金ナノクラスターによりシルクが超高速のタンパク質基RRAMに
2020年7月15日 謝開飛(科技日報記者)、欧陽桂蓮(科技日報特派員)
中国の養蚕・製糸は長い歴史を誇る。古代からある天然動物繊維であるシルクは、線維状タンパク質やフィブロイン、無機物などの成分を含み、その構造は安定しており、やわらかい質感で、リサイクルしやすいなどの特徴があり、家庭用の紡績品、医療、美容など、幅広い領域で応用されている。科学研究者は現在、一般的なシルクをバイオAIチップにして人体に埋め込み、人工知能(AI)と「大健康」(総合的ヘルスケア)を組み合わせることにチャレンジしている。国際科学雑誌「Advanced Functional Materials」にこのほど掲載された成果は、その夢の実現に一歩近づいている。
それは、中国の国家特別招聘教授で、長江学者(中国教育部が選抜したトップクラスの研究者)の劉向陽氏が率いる厦門(アモイ)大学チームの成果だ。同チームは、世界で初めて非常に画期的なフィブロインメゾスコピックハイブリッド材料の開発に成功した。高性能で、安定性が高く、消費エネルギーも少ない実用可能なシルクのハイブリッドメゾスコピックメモリスタと人工シナプスに応用することができる。
このブレイクスルーにより、将来、人体に埋め込み可能なバイオセンサー・コンピューター、生体内リアルタイム人工知能コンピューティング、遠隔ユーザーフレンドリー人工知能医療などを実現可能とする草分け的意義を持つ。3月13日、劉氏は取材に対して、「当チームは現在、関連の技術を高性能ウールなどのオールバイオマテリアルメモリスタや超高性能オールバイオマテリアCPU・メモリ一体チップなどの開発に応用していく」と紹介した。
科学研究者が目を付けたシルク独特の構造
ビッグデータや人工知能が発展するにつれて、人工知能チップは、学習や認証、認知などの分野に幅広く応用されるようになっており、次第に社会の進歩を牽引するテクノロジー要素のひとつになりつつある。しかし、スマート時代である今、データ計算の複雑さや消費エネルギーが急増しており、技法や材料加工は限界に達し、ジョン・フォン・ノイマン型コンピューターはこれまでにないチャレンジを突きつけられ、ディープラーニングニューラルネットワークのさらなる発展の足かせともなっている。

> やってみる課題
1. 記事の「金ナノクラスターによりシルクが超高速のタンパク質基RRAMに」から「に応用していく」と紹介した。」までを、「シルク」を「絹」に置き換えて書き直してください。
2. 次の(a)〜(c)が記事の内容と合っているかどうか、それぞれ「はい」か「いいえ」で答え、決め手となる記事の言葉をそのまま引用してください。
(a) 劉向陽氏が率いているのは厦門大学のチームである。
(b) この成果は国際科学雑誌「Nature」に掲載された。
(c) 劉氏が取材に答えたのは3月13日である。

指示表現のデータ
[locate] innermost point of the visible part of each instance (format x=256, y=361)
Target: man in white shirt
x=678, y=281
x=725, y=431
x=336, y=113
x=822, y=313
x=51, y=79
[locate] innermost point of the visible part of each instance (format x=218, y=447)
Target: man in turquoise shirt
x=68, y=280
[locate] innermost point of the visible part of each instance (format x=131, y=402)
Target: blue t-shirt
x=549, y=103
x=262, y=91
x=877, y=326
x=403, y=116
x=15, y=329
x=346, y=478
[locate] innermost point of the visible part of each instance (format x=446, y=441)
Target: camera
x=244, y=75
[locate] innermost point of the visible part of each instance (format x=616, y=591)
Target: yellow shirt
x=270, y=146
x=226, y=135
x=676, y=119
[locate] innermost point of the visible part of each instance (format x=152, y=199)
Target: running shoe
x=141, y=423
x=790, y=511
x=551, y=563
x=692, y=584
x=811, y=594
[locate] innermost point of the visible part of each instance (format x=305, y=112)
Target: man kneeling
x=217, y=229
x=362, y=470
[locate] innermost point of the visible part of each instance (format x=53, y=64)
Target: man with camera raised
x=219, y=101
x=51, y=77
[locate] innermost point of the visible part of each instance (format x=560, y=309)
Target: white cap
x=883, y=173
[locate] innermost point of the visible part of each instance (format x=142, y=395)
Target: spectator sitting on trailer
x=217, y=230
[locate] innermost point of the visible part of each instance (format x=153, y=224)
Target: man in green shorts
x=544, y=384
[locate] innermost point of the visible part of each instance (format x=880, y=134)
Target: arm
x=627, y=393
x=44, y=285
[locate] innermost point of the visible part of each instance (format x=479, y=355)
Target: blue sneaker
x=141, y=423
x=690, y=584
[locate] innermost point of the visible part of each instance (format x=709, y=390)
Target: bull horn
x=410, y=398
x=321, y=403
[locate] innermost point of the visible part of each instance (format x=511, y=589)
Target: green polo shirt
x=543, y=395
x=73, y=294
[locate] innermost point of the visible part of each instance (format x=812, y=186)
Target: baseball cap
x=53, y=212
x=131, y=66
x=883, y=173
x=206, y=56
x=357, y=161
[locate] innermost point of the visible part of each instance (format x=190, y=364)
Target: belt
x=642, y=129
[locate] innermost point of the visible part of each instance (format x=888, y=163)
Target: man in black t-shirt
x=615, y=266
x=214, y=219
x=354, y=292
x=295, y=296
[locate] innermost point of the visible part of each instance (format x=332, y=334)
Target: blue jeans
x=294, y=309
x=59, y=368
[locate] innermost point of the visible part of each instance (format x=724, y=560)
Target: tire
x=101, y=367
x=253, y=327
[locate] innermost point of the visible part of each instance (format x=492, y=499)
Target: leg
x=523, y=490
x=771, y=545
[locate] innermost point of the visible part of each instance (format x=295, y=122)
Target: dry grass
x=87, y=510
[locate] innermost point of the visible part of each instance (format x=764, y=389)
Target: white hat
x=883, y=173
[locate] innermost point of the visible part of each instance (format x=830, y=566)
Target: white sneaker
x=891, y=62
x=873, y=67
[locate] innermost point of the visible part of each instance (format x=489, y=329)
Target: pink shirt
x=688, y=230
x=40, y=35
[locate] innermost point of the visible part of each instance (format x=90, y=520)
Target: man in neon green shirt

> 各問の答え
1.
金ナノクラスターにより絹が超高速のタンパク質基RRAMに
2020年7月15日 謝開飛(科技日報記者)、欧陽桂蓮(科技日報特派員)
中国の養蚕・製糸は長い歴史を誇る。古代からある天然動物繊維である絹は、線維状タンパク質やフィブロイン、無機物などの成分を含み、その構造は安定しており、やわらかい質感で、リサイクルしやすいなどの特徴があり、家庭用の紡績品、医療、美容など、幅広い領域で応用されている。科学研究者は現在、一般的な絹をバイオAIチップにして人体に埋め込み、人工知能(AI)と「大健康」(総合的ヘルスケア)を組み合わせることにチャレンジしている。国際科学雑誌「Advanced Functional Materials」にこのほど掲載された成果は、その夢の実現に一歩近づいている。
それは、中国の国家特別招聘教授で、長江学者(中国教育部が選抜したトップクラスの研究者)の劉向陽氏が率いる厦門(アモイ)大学チームの成果だ。同チームは、世界で初めて非常に画期的なフィブロインメゾスコピックハイブリッド材料の開発に成功した。高性能で、安定性が高く、消費エネルギーも少ない実用可能な絹のハイブリッドメゾスコピックメモリスタと人工シナプスに応用することができる。
このブレイクスルーにより、将来、人体に埋め込み可能なバイオセンサー・コンピューター、生体内リアルタイム人工知能コンピューティング、遠隔ユーザーフレンドリー人工知能医療などを実現可能とする草分け的意義を持つ。3月13日、劉氏は取材に対して、「当チームは現在、関連の技術を高性能ウールなどのオールバイオマテリアルメモリスタや超高性能オールバイオマテリアCPU・メモリ一体チップなどの開発に応用していく」と紹介した。

2.
(a) はい。「劉向陽氏が率いる厦門(アモイ)大学チームの成果だ」
(b) いいえ。「国際科学雑誌「Advanced Functional Materials」にこのほど掲載された」
(c) はい。「3月13日、劉氏は取材に対して」